Task details
In the records below, copy out the lines word for word, starting with the line that contains "Presence check: is there any pan" and ending after the line that contains "[264,322,322,349]".

Exercise material
◇ ◇ ◇
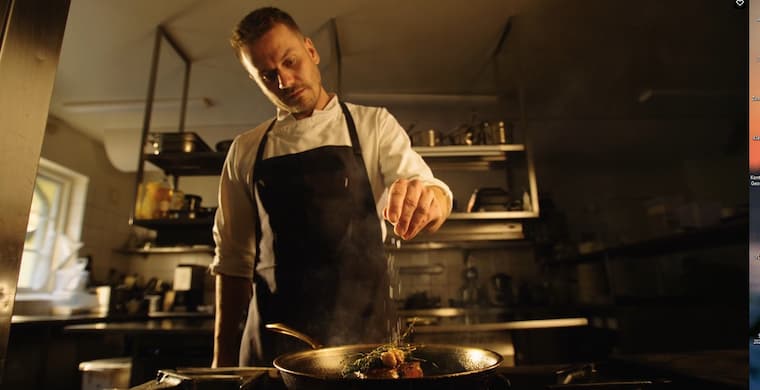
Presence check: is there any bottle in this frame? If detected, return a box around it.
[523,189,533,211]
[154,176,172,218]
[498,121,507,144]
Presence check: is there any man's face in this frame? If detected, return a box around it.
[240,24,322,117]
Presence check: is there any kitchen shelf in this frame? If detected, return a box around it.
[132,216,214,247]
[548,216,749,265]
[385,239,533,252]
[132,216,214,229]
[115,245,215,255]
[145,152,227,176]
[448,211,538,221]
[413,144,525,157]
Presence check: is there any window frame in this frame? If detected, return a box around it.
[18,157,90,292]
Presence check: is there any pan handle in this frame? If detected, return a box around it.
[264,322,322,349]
◇ ◇ ◇
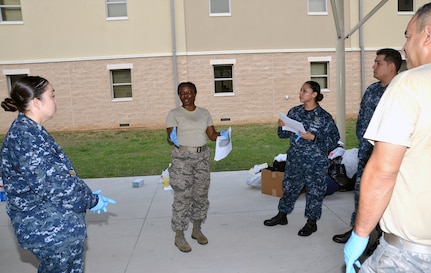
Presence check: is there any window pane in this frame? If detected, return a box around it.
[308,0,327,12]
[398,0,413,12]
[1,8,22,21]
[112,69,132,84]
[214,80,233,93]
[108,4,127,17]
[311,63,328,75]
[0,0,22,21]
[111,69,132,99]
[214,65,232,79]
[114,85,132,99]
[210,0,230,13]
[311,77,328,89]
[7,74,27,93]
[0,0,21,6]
◇ ◇ ◇
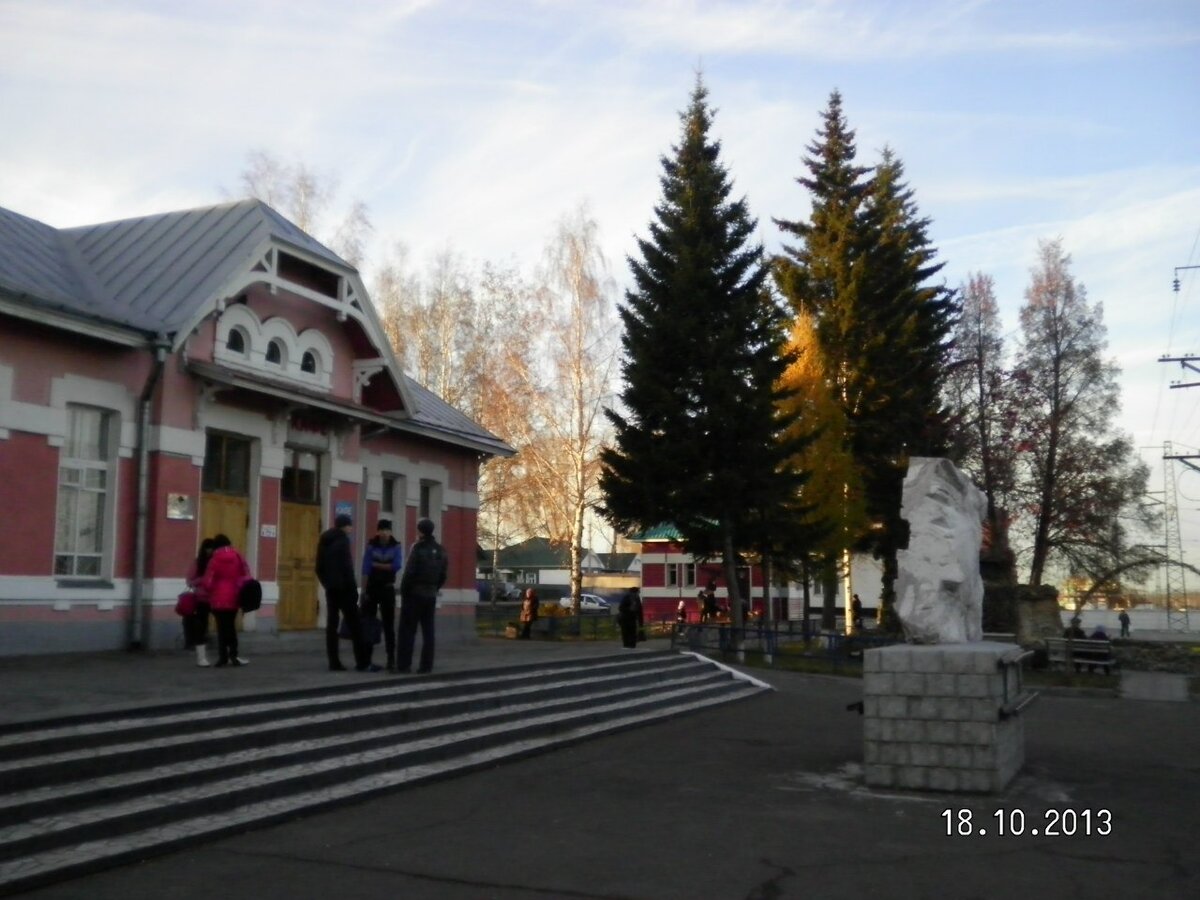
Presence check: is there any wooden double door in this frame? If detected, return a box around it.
◇ ◇ ◇
Worked solution
Presence check: is there any pan handle in this frame? If detected, return a box around it.
[264,322,322,349]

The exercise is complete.